§ **Exercise details**
Using the listing below, return every line that includes "pole".

§ **Supplied material**
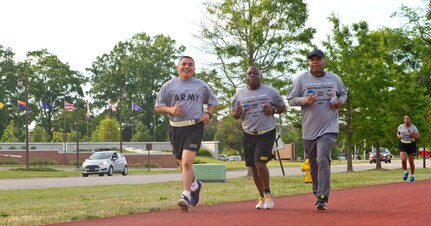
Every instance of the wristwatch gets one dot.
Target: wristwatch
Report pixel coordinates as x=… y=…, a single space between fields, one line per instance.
x=209 y=113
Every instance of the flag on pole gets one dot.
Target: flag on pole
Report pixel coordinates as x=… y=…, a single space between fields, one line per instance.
x=88 y=114
x=135 y=107
x=46 y=105
x=68 y=107
x=22 y=104
x=112 y=105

§ **Result**
Every instance of the flag on pole gets one dot.
Target: flag on pole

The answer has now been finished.